BEGIN Records for this exercise

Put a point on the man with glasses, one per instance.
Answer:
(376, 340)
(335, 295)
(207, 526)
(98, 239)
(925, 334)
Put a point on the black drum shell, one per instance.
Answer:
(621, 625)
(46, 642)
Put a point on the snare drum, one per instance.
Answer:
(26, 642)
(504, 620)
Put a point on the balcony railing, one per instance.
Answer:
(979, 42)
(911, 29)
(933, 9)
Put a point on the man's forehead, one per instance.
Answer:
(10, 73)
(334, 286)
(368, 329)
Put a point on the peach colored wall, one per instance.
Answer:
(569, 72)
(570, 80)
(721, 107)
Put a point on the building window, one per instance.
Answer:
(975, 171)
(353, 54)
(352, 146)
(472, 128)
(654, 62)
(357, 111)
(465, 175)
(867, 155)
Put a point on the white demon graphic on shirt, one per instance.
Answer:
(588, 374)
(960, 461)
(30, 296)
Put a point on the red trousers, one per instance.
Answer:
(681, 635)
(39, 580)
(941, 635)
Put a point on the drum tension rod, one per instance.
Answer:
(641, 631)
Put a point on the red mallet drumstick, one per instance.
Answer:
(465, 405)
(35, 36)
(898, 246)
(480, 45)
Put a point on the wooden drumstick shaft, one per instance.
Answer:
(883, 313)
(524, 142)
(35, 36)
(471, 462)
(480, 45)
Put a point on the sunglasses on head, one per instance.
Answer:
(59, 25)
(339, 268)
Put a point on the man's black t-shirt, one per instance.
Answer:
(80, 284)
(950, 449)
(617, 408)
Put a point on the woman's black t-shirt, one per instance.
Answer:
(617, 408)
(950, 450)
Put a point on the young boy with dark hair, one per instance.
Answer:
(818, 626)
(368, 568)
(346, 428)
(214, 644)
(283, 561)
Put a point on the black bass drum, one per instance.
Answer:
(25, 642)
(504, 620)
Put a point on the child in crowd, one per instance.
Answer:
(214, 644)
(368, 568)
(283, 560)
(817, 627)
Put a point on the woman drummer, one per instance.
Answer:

END Records for this exercise

_Assignment_:
The records are given above. Copy each line in them that holds "woman".

_Task response_:
Put a point on the woman's black t-shirt, one per instance.
Put a point on the woman drummer, one per instance.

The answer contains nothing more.